TEXT TO READ:
——

Fitting the transfer function of a coupled oscillator

This section will be undoubtedly very useful for KAGRA’s suspension modeling, as the transfer functions of the suspensions all behave like oscillator. Different from that in the previous tutorials, the transfer function of osciilators has complex poles and zeros instead of simple poles and zeros. Typically, they can be represented by the model

\begin{equation} G(s; z_i, q_i, p_j, Q_j, k) = k\frac{\prod_i \left(\frac{1}{(2\pi z_i)^2} s^2 + \frac{1}{2\pi z_i q_i}s + 1\right)}{\prod_j \left(\frac{1}{(2\pi p_j)^2} s^2 + \frac{1}{2\pi p_j Q_j}s + 1\right)}\,, \end{equation}

where \(z_i\) and \(p_j\) are the resonance frequencies of the complex zeros and poles respectively, \(q_i\) and \(Q_j\) are the quality factors of the complex zeros and poles respectively, and \(k\) is the static gain. And because of the similarity to the simple ZPK model, we call this a complex ZPK model.

——

LISTED RECORDS:
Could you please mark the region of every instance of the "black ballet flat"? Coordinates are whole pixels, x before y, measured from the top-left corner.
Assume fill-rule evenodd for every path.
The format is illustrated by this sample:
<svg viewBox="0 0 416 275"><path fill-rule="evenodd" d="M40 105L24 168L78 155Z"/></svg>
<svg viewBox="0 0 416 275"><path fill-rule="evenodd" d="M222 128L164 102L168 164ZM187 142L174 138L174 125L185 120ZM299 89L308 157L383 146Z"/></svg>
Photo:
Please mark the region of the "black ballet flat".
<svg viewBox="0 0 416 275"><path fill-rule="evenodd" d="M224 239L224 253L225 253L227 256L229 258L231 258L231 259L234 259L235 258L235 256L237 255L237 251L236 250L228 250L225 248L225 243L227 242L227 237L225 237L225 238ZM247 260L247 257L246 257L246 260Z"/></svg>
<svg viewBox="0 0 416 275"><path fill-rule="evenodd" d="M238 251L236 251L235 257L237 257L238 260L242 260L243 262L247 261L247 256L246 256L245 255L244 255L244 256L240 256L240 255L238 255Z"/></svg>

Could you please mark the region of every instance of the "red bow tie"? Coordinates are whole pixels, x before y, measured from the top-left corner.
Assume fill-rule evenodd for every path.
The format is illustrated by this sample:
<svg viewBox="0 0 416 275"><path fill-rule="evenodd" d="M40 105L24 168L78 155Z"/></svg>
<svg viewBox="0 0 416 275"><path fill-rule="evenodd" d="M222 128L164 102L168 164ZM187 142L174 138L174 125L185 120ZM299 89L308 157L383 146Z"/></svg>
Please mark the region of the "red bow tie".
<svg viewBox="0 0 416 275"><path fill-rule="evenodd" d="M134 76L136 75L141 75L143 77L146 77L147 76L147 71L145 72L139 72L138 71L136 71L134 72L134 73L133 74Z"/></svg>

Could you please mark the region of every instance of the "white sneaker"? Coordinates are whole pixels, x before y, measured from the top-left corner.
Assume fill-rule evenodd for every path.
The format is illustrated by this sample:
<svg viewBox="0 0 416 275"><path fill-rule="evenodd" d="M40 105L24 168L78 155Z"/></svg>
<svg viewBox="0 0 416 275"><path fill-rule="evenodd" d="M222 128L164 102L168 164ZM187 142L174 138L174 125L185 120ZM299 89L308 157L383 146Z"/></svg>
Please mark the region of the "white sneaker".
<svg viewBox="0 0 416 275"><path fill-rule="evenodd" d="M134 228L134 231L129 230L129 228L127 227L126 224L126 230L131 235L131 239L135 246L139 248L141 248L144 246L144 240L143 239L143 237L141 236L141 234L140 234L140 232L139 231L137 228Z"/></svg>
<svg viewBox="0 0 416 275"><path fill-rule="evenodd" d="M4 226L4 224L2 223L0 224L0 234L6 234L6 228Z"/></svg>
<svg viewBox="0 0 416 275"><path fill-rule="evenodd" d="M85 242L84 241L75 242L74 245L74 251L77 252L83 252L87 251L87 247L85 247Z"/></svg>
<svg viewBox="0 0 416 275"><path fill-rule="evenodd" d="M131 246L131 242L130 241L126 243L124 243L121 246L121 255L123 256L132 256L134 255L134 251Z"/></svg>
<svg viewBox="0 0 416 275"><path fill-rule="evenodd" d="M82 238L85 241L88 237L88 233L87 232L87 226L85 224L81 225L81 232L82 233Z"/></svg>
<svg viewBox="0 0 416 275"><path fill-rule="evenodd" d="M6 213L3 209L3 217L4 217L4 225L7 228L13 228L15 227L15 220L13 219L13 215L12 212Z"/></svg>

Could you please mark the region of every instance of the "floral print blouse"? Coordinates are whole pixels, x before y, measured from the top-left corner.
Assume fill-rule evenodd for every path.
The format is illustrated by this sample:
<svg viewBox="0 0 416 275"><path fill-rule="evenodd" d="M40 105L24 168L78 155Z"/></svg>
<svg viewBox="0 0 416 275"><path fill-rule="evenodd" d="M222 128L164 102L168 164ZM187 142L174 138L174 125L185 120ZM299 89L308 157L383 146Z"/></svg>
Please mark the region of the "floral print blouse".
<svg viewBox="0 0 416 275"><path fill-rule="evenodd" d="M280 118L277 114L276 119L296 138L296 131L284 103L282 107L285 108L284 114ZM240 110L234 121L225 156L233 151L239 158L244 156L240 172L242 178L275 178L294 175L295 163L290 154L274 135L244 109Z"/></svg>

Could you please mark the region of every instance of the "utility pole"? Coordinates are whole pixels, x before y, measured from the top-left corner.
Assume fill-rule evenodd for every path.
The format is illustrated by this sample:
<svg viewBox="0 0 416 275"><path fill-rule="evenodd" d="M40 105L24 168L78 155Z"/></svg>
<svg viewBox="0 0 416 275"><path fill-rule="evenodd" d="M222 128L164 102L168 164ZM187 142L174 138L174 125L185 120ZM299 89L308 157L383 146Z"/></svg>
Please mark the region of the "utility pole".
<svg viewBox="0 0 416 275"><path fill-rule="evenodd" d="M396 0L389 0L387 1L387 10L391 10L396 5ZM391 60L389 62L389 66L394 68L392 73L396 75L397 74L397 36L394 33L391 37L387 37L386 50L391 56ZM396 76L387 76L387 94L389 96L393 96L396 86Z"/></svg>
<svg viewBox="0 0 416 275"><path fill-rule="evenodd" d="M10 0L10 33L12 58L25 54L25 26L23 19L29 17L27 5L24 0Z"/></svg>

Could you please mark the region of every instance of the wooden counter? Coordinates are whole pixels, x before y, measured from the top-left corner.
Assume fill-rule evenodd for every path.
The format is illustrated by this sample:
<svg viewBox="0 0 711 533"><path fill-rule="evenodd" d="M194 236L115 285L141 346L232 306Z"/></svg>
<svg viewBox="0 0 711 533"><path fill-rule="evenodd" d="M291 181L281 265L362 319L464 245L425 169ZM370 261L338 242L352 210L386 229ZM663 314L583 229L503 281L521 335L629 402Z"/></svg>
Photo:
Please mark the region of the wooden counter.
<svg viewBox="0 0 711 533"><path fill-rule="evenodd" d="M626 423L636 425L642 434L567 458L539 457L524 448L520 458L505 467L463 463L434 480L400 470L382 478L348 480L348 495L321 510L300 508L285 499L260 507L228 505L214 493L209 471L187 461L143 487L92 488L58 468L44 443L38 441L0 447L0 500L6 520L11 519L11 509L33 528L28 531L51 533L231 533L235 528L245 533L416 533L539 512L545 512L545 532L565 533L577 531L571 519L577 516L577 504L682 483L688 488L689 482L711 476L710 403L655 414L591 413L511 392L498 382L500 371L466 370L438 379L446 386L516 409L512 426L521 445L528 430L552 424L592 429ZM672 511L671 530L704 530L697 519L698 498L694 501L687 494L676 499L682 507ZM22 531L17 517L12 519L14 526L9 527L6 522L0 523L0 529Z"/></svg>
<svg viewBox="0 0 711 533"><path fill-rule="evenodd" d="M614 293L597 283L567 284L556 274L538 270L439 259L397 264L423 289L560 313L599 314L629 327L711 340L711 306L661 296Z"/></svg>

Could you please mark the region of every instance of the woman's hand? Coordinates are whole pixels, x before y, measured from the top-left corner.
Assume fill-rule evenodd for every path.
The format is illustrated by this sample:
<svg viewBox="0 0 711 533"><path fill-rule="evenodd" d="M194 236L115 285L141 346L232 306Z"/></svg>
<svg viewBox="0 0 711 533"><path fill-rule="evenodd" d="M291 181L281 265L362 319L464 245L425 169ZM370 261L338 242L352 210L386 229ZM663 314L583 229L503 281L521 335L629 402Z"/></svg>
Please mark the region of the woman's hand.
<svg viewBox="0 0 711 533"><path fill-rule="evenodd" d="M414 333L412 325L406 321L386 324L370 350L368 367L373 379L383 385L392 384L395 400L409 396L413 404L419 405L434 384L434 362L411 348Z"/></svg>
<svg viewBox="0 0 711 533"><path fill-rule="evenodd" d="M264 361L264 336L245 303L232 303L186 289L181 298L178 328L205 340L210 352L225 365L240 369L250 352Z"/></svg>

——

EXERCISE PROMPT:
Write the next passage of the text on fitting the transfer function of a coupled oscillator, starting after its sentence that calls this a complex ZPK model.

ANSWER BELOW:
Typically it’s sufficient to consider the model

\begin{equation} H(s; k_i, f_i, q_i) = \sum_i k_i\frac{(2\pi f_i)^2}{s^2 + \frac{2\pi f_i}{q_i} s + (2\pi f_i)^2}\,. \end{equation}

This model has fewer parameters than \(G(s)\), but it only works for second-order systems, i.e. input-output relationship of a single stage. \(G(s)\) is a more general representation so this is what we will use here.

In this tutorial, we will consider the following transfer function

\begin{equation} F(s) = 10\frac{(2\pi)^2}{s^2 + \frac{2\pi}{10}s + (2\pi)^2} + 1\frac{(10*2\pi)^2}{s^2 + \frac{10*2\pi}{100}s + (10*2\pi)^2}\,. \end{equation}

And, we will try to fit it with the model \(G(s)\)

import control
import numpy as np
import matplotlib.pyplot as plt


s = control.tf("s")
tf = 10*(2*np.pi)**2/(s**2 + (1*2*np.pi)/10*s + (2*np.pi)**2) + 1*(10*2*np.pi)**2/(s**2 + (10*2*np.pi)/10*s + (10*2*np.pi)**2)
f = np.linspace(0.01, 100, 10000)
tf_val = tf(1j*2*np.pi*f)

plt.figure(figsize=(15, 5))
plt.subplot(121)
plt.loglog(f, abs(tf_val))
plt.grid(which="both")
plt.ylabel("Amplitude")
plt.xlabel("Frequency (Hz)")
plt.subplot(122)
plt.semilogx(f, np.angle(tf_val))
plt.grid(which="both")
plt.ylabel("Phase (rad)")
plt.xlabel("Frequency (Hz)")
plt.show()

Here will we show how we can obtain an inital guess for the fit.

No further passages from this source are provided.